WRITTEN PROBLEM A =>
Arrange the entries as a numbered list, from their first line through the line containing "Your submission would", inclusive, with blank lines and pictures left out.

DOCUMENT EXTRACT =>

------------

There's nothing worse than completing the first season of a show and getting excited for the next season only to find out that there is no next season. Cancellations of beloved shows are one of the worst heartbreaks. Sometimes, you become so invested in the characters and their fictional lives that they start to feel like your own friends. In honor of these one-season wonders, here are my top four favorite shows that were canceled too soon.


Freaks and Geeks (1999)

Like most people, when I think of a show robbed of a second season, I immediately think of Freaks and Geeks. The show is responsible for kickstarting the careers of a myriad of adored comedians such as James Franco, Jason Segal, Seth Rogen, and Linda Cardellini, to name a few. Only twelve of the show's eighteen episodes aired before NBC canceled it due to low ratings. When Freaks and Geeks first aired, it didn't acquire the attention it now receives today. It didn't grow its cult following until 2005. Perhaps if the show came out six years later, it would have attracted a broader audience. Since then, Freaks and Geeks has transformed into one of the most beloved cult classics of all time.


Freaks and Geeks is all about belonging. The story is told through two perspectives: siblings Lindsay (Linda Cardellini) and Sam Weir (John Francis Daley) – a burnt-out upperclassman and a geeky freshman – trying to navigate high school. Half of the show focuses on Lindsay as she transforms from a quiet nerd into a rebel who skips class to smoke with her friends. Her new friends, whom her parents refer to as "freaks," make her question her self-image. The other half focuses on Sam and his nerdy friends as they strive to fit in while constantly being taunted by bullies.


Dare I say Freaks and Geeks is the coming-of-age show? The series holds a special place in my heart. I have rewatched it more times than I can count, and every time it gets better. As someone who is also trying to navigate through high school, Freaks and Geeks is something I can connect to. I have always wondered if I am a freak or a geek myself - I think I'm more of a geek.


If you enjoy shows like How I Met Your Mother, Arrested Development, or Malcolm in the Middle, check out Freaks and Geeks on Hulu or Prime Video.


The Society (2019)

------------

DATA FOR THE TASK =>
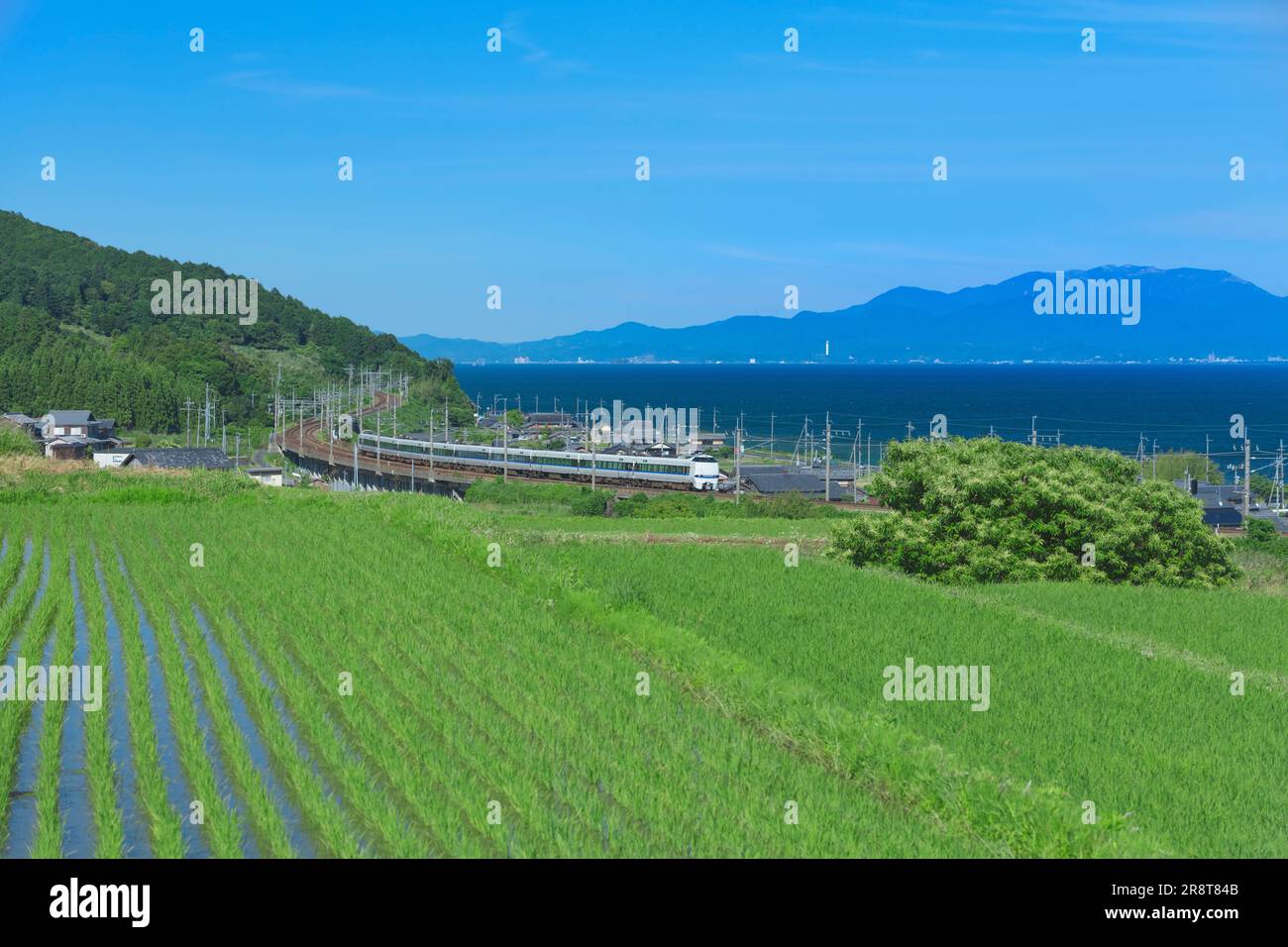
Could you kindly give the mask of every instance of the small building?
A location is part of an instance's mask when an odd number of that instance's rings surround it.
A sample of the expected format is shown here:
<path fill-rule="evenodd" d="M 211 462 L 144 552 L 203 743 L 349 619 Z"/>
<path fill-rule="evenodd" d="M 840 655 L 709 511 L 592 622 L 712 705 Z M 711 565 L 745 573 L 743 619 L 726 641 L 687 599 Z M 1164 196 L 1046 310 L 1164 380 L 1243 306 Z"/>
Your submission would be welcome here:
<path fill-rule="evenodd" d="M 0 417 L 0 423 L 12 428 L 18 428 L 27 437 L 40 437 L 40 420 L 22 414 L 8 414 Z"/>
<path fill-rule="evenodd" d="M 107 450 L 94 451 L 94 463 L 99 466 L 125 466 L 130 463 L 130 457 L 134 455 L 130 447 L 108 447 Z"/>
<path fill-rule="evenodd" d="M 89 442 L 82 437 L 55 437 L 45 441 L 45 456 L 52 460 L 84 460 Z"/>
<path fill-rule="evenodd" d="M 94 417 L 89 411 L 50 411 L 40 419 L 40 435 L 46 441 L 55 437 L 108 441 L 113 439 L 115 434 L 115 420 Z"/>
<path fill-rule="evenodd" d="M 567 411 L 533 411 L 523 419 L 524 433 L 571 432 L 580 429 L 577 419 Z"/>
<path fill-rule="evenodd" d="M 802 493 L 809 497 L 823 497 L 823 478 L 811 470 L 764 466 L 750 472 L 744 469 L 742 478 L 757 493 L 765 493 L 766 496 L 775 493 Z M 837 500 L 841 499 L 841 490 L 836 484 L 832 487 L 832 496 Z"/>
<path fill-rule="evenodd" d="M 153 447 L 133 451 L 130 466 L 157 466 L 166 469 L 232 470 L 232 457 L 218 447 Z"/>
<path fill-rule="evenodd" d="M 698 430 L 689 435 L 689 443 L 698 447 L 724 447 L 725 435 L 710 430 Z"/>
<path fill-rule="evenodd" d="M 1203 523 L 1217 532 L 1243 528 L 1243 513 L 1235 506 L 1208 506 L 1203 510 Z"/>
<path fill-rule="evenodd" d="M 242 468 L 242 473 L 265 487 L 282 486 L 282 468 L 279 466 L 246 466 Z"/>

------------

WRITTEN PROBLEM B =>
Translate this sentence from the piece on canceled shows into Spanish: "Only twelve of the show's eighteen episodes aired before NBC canceled it due to low ratings."

OUTPUT A =>
1. Could you kindly give the mask of every instance of the small building?
2. A location is part of an instance's mask when an odd number of that instance's rings surround it.
3. A sample of the expected format is shown here:
4. <path fill-rule="evenodd" d="M 211 462 L 144 552 L 203 743 L 349 619 Z"/>
5. <path fill-rule="evenodd" d="M 840 655 L 709 511 L 592 622 L 712 705 Z M 711 565 L 745 573 L 743 619 L 726 641 L 687 599 Z M 1164 196 L 1046 310 L 1164 380 L 1243 306 Z"/>
6. Your submission would be welcome here:

OUTPUT B =>
Solo doce de los dieciocho episodios de la serie se emitieron antes de que NBC la cancelara debido a su baja audiencia.